文章 |

== == ==

搜尋此網誌

2018年8月25日星期六

(179) 錢穆:〈毛澤東與文化大革命〉

錢穆:〈毛澤東與文化大革命〉
載錢穆:《世界局勢與中國文化》,
臺北:東大圖書股份有限公司,1985年,
頁184-195。

(按:輯者對文章的標點符號多作補訂。)

橫梗在毛澤東政權面前有兩大關:一曰經濟,一曰文化。馬克思無產階級專政的想像中,並沒有安排農民的地位。蘇維埃乃及東歐各國,迄今對增進農產無好辦法,中國匪黨不能例外。尤其是中國傳統文化,四五千年來,積深累厚,恰與共產理論處在對立地位。此一難關,爲中國匪黨所獨有。

隱藏在毛澤東心裏的有兩懼怕:一怕匈牙利革命,一怕斯太林清算。明知民心不歸嚮,政權不穩固,故要怕匈牙利革命在中國社會崛起,因而來一個鳴放號召,斯能緩和空氣。那知一發難收(按:謂中共之「反右」),於是急劇轉變,張起「人民公社」、「大躍進」等三面紅旗來,決心走上更極端、更左的路線。旣怕及身遇到匈牙利革命,當然又怕身後遭受斯太林清算。因而心中深恨赫魯曉夫,更怕俄國修正主義侵染到中國。此兩項懼怕,前一項尚露出口邊,直到最近,還說有人要鼓起匈牙利革命。後一項則深藏心底。但司馬昭之心,路人皆知。到頭此兩項懼怕,不免都要實現。

有此兩難關、兩懼怕,於是有兩條絕路,逼上梁山,不得不走。一是反美帝,一是反蘇修。共產思想不能籠絡人心,轉而乞助於民族觀念。美國人天眞,儘要向中國匪黨搭橋。但若此橋搭成,毛澤東停止反美口號,他更把什麼理論來欺騙人心。反蘇修,更是毛澤東一條堅定路線。對美帝只是隔岸叫駡,對蘇修則不惜肉搏抗爭。

毛澤東政權之內情與其外勢,不外上述。縱有千變萬化,孫悟空的筋斗終不跳出如來佛底掌心。

此刻軒然大波,在毛政權下面掀起,最難應付的,還是中國傳統文化那一股潛力,使毛澤東躲閃無門,也只有祭起他那面又凶惡又不祥的「文化革命」大旗,大呼「破四舊」,來作垂死的掙紮。

== == ==

所給資料 |
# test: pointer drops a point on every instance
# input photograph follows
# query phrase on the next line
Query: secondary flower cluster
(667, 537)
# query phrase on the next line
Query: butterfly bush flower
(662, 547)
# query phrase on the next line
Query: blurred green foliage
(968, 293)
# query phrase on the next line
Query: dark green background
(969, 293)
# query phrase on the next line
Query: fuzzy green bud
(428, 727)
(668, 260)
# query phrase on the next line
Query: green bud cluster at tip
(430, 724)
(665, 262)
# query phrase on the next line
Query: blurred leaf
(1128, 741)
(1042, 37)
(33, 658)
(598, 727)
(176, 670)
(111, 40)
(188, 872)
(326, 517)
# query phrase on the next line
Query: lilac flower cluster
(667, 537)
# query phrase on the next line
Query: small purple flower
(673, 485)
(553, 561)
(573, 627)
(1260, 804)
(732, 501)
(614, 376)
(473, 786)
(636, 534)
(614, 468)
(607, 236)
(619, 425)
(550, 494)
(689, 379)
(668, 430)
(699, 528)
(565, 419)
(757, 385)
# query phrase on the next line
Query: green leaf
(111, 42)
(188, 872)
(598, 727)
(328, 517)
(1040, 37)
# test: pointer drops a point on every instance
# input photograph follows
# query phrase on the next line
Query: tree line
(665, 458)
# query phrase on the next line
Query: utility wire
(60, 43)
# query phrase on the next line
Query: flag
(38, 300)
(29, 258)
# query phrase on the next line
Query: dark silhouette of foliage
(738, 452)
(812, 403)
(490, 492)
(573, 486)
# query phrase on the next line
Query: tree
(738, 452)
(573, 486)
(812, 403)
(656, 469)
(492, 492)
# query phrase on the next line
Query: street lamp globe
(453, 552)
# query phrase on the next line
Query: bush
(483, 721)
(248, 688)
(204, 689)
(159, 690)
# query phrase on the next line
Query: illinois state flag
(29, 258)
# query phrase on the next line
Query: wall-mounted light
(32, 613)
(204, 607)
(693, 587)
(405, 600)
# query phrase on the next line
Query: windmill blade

== == ==

任務要求 | 把上面談毛澤東與文化大革命的文章裡,從「(按:輯者對文章的標點符號多作補訂。)」起、一直到「叫駡,對蘇修則不惜肉搏抗爭。」為止的那段原文照抄下來。

作答結果 |
(按:輯者對文章的標點符號多作補訂。)

橫梗在毛澤東政權面前有兩大關:一曰經濟,一曰文化。馬克思無產階級專政的想像中,並沒有安排農民的地位。蘇維埃乃及東歐各國,迄今對增進農產無好辦法,中國匪黨不能例外。尤其是中國傳統文化,四五千年來,積深累厚,恰與共產理論處在對立地位。此一難關,爲中國匪黨所獨有。

隱藏在毛澤東心裏的有兩懼怕:一怕匈牙利革命,一怕斯太林清算。明知民心不歸嚮,政權不穩固,故要怕匈牙利革命在中國社會崛起,因而來一個鳴放號召,斯能緩和空氣。那知一發難收(按:謂中共之「反右」),於是急劇轉變,張起「人民公社」、「大躍進」等三面紅旗來,決心走上更極端、更左的路線。旣怕及身遇到匈牙利革命,當然又怕身後遭受斯太林清算。因而心中深恨赫魯曉夫,更怕俄國修正主義侵染到中國。此兩項懼怕,前一項尚露出口邊,直到最近,還說有人要鼓起匈牙利革命。後一項則深藏心底。但司馬昭之心,路人皆知。到頭此兩項懼怕,不免都要實現。

有此兩難關、兩懼怕,於是有兩條絕路,逼上梁山,不得不走。一是反美帝,一是反蘇修。共產思想不能籠絡人心,轉而乞助於民族觀念。美國人天眞,儘要向中國匪黨搭橋。但若此橋搭成,毛澤東停止反美口號,他更把什麼理論來欺騙人心。反蘇修,更是毛澤東一條堅定路線。對美帝只是隔岸叫駡,對蘇修則不惜肉搏抗爭。